What is the difference between 1099 and W-2?

The forms are named after the tax documents you receive in January. Employees get a Form W-2 showing wages and the tax already withheld. Independent contractors get a Form 1099-NEC from each client that paid them $600 or more during the year. The paperwork is only the surface. Underneath, the two arrangements split the tax bill, the benefits, and the control over your work in very different ways.

1099 contractor W-2 employee
Who withholds tax Nobody. You receive the gross amount and pay the IRS yourself. Your employer withholds federal, state, and payroll tax each pay period.
Social Security and Medicare You pay all 15.3 percent as self-employment tax (12.4 percent Social Security on earnings up to the $176,100 wage base for 2025, plus 2.9 percent Medicare with no cap), calculated on 92.35 percent of your net profit. You pay 7.65 percent through withholding; your employer pays the matching 7.65 percent.

Assigned task
Extract the passage of the 1099 and W-2 comparison between "The forms are" and "very different ways.", inclusive, copying it word for word.

Material shown

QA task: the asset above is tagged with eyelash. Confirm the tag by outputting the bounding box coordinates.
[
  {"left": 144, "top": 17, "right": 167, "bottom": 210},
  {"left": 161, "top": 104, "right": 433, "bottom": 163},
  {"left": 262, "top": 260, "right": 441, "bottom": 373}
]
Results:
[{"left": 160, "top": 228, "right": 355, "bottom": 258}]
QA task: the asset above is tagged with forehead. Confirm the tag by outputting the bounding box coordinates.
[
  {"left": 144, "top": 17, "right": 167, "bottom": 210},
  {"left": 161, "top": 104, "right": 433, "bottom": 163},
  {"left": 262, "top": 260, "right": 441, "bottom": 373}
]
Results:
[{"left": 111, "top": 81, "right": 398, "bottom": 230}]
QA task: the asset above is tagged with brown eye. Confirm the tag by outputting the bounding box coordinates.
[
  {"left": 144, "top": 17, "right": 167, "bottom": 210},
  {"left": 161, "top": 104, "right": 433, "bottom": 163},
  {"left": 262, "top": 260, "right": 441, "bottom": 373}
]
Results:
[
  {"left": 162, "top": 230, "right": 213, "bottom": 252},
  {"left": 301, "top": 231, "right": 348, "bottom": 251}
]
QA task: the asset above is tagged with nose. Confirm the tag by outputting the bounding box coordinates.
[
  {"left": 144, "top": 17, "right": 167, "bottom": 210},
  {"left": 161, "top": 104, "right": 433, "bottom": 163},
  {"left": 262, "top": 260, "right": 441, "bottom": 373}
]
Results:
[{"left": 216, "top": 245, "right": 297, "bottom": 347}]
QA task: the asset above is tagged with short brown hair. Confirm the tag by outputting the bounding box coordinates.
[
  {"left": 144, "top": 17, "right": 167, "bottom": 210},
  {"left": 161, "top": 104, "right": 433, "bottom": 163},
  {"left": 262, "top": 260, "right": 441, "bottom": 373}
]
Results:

Your solution
The forms are named after the tax documents you receive in January. Employees get a Form W-2 showing wages and the tax already withheld. Independent contractors get a Form 1099-NEC from each client that paid them $600 or more during the year. The paperwork is only the surface. Underneath, the two arrangements split the tax bill, the benefits, and the control over your work in very different ways.